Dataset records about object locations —
--------------------------------------------------
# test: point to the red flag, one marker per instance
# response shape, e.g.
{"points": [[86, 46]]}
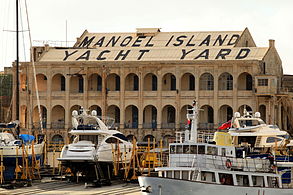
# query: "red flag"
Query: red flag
{"points": [[225, 125]]}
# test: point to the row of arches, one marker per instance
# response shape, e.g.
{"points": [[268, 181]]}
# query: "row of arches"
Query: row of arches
{"points": [[187, 82], [59, 139], [150, 116]]}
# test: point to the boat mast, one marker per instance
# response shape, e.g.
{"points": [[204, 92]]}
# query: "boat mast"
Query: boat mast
{"points": [[17, 66]]}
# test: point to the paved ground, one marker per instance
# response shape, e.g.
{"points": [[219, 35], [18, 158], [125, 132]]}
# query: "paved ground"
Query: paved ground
{"points": [[63, 187]]}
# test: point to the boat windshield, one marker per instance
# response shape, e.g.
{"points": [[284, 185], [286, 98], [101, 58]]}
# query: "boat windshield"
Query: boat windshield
{"points": [[93, 138], [248, 123], [6, 137]]}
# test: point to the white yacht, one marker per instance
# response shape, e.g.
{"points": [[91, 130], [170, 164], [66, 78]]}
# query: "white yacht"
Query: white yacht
{"points": [[205, 168], [12, 151], [250, 130], [93, 145]]}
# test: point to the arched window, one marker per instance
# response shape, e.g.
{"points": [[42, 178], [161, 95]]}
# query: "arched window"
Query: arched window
{"points": [[131, 117], [131, 82], [150, 82], [150, 117], [225, 81], [169, 82], [187, 82], [244, 81], [206, 117], [206, 82]]}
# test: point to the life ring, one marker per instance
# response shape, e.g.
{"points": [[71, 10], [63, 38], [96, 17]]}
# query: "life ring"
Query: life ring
{"points": [[228, 163]]}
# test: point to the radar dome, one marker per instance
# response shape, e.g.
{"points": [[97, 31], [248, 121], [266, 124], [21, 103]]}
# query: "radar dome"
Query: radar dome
{"points": [[94, 113], [236, 114], [74, 113], [257, 115]]}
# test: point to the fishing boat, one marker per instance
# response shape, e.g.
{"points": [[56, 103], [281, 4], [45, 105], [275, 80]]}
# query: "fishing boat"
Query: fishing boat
{"points": [[13, 151], [249, 129], [93, 146], [20, 153], [210, 168]]}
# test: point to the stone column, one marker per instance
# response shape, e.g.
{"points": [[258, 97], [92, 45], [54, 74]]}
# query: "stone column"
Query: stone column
{"points": [[67, 119]]}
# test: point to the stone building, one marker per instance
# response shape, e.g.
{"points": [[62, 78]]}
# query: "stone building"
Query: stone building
{"points": [[146, 79], [5, 95]]}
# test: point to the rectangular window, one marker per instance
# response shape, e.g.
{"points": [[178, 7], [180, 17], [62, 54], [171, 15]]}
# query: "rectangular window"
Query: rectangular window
{"points": [[154, 83], [201, 149], [193, 149], [62, 83], [135, 83], [191, 82], [262, 82], [173, 83], [179, 149], [117, 83], [80, 85], [99, 83]]}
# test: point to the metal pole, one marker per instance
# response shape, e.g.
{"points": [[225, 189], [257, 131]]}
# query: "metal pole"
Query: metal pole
{"points": [[17, 68]]}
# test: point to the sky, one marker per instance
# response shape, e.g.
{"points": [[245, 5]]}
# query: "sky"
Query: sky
{"points": [[49, 19]]}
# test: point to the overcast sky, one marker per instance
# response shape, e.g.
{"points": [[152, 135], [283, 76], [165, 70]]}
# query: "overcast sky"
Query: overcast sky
{"points": [[265, 19]]}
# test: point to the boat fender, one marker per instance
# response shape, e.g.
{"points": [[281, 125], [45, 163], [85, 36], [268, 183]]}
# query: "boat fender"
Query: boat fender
{"points": [[228, 163]]}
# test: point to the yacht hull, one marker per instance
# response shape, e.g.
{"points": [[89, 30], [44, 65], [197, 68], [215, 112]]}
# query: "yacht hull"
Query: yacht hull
{"points": [[10, 158], [161, 186]]}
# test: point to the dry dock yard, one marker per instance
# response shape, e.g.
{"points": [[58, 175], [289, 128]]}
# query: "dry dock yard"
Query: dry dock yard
{"points": [[53, 187]]}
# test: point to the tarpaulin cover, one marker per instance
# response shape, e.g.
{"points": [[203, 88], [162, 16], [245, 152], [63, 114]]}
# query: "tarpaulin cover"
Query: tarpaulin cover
{"points": [[26, 138]]}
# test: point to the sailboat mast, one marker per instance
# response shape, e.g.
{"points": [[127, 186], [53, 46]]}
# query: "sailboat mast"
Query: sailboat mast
{"points": [[17, 64]]}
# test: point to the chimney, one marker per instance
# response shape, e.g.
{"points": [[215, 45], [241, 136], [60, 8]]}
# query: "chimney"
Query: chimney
--------------------------------------------------
WHAT THE TASK REQUIRES —
The records above need to be given again exactly. Omit the pictures.

SOLUTION TO THIS TASK —
# test: point to the red flag, one marker per instance
# response shape, e.g.
{"points": [[86, 46]]}
# query: "red flag"
Query: red flag
{"points": [[225, 125]]}
# test: point to the row of arches, one marker per instance
# response shape, e.g.
{"points": [[268, 181]]}
# query: "row of arches"
Query: row of arches
{"points": [[187, 82], [59, 139], [150, 116]]}
# test: point to the boat mast, one marker per instance
# response shape, e.g.
{"points": [[204, 92]]}
# query: "boat mast"
Query: boat mast
{"points": [[17, 66]]}
# test: point to the paved ground, one marker per instance
# response shape, e.g.
{"points": [[219, 35], [18, 158], [125, 132]]}
# query: "paved ground"
Query: paved ground
{"points": [[63, 187]]}
# test: point to the boat windshield, one marker per instance
# response shape, e.g.
{"points": [[284, 185], [286, 98], [101, 58]]}
# query: "boat windshield"
Query: boat windshield
{"points": [[93, 138], [248, 123], [6, 137]]}
# test: point to the white yacht, one marker per instance
# response shape, e.g.
{"points": [[91, 130], [170, 164], [66, 78]]}
# query: "white yacht"
Query: white yacht
{"points": [[205, 168], [12, 151], [250, 130], [93, 145]]}
# test: point to the arched window, one marker per instance
# response shape, e.g.
{"points": [[42, 178], [161, 95]]}
# query: "arched window"
Query: arched window
{"points": [[131, 117], [131, 82], [150, 82], [150, 117], [225, 81], [169, 82], [187, 82], [244, 81], [206, 117], [206, 82]]}
# test: point to the life ring, one marker per instance
# response shape, e.g.
{"points": [[71, 10], [63, 38], [96, 17]]}
# query: "life ring"
Query: life ring
{"points": [[228, 163]]}
# test: point to the radar dome, one marker per instance
# response shape, e.g.
{"points": [[97, 31], [248, 121], [266, 124], [21, 103]]}
# query: "radar dome"
Query: radar dome
{"points": [[94, 113], [236, 114], [74, 113], [257, 115]]}
# test: point to the fishing boat, one marker per instance
# response shape, e.g.
{"points": [[56, 103], [281, 4], [45, 105], [275, 80]]}
# query: "fishing boat"
Query: fishing boat
{"points": [[13, 151], [249, 129], [93, 146], [20, 153], [210, 168]]}
# test: point to the stone column, one marker per instance
# response shape, e.g.
{"points": [[258, 97], [92, 45], [54, 74]]}
# query: "stone column"
Query: stone column
{"points": [[67, 119]]}
# test: point to the stone building, one marker per instance
# response shape, e.g.
{"points": [[62, 78]]}
# query: "stone building"
Query: stone building
{"points": [[146, 79], [5, 95]]}
# test: point to the rectangular window, one marker per instance
# response shape, e.g.
{"points": [[178, 7], [180, 17], [62, 54], [171, 15]]}
# query: "rectangular window"
Query: rectangular window
{"points": [[154, 83], [201, 149], [193, 149], [62, 83], [135, 83], [191, 82], [262, 82], [173, 83], [179, 149], [117, 83], [80, 85], [99, 83]]}
# test: point to the metal pole, one marker per instance
# response shape, e.g.
{"points": [[225, 189], [257, 131]]}
# query: "metal pole"
Query: metal pole
{"points": [[17, 68]]}
# test: point to the sky, one marker per instance
# response shape, e.g.
{"points": [[245, 5]]}
# query: "sky"
Query: sky
{"points": [[49, 19]]}
# test: point to the overcast sky, one marker per instance
# response shape, e.g.
{"points": [[152, 135], [283, 76], [165, 70]]}
# query: "overcast sky"
Query: overcast sky
{"points": [[265, 19]]}
# test: point to the boat fender, one marker per instance
# response shape, e.g.
{"points": [[281, 125], [45, 163], [85, 36], [268, 183]]}
# query: "boat fender"
Query: boat fender
{"points": [[228, 163]]}
# test: point to the yacht hull, one marker per instance
# response shape, e.g.
{"points": [[89, 30], [44, 65], [197, 68], [215, 112]]}
# query: "yacht hull"
Query: yacht hull
{"points": [[10, 158], [161, 186]]}
# test: point to the dry dock yard, one marker per instance
# response shape, e.g.
{"points": [[58, 175], [289, 128]]}
# query: "dry dock yard"
Query: dry dock yard
{"points": [[53, 187]]}
# test: point to the tarpaulin cover, one marker per instance
# response shape, e.g.
{"points": [[203, 88], [162, 16], [245, 152], [63, 114]]}
# query: "tarpaulin cover"
Query: tarpaulin cover
{"points": [[26, 138]]}
# test: point to the sailboat mast, one marker per instance
# response shape, e.g.
{"points": [[127, 186], [53, 46]]}
# query: "sailboat mast"
Query: sailboat mast
{"points": [[17, 64]]}
# test: point to the chimney, one marker per instance
# response shape, e.g.
{"points": [[215, 45], [241, 136], [60, 8]]}
# query: "chimney"
Query: chimney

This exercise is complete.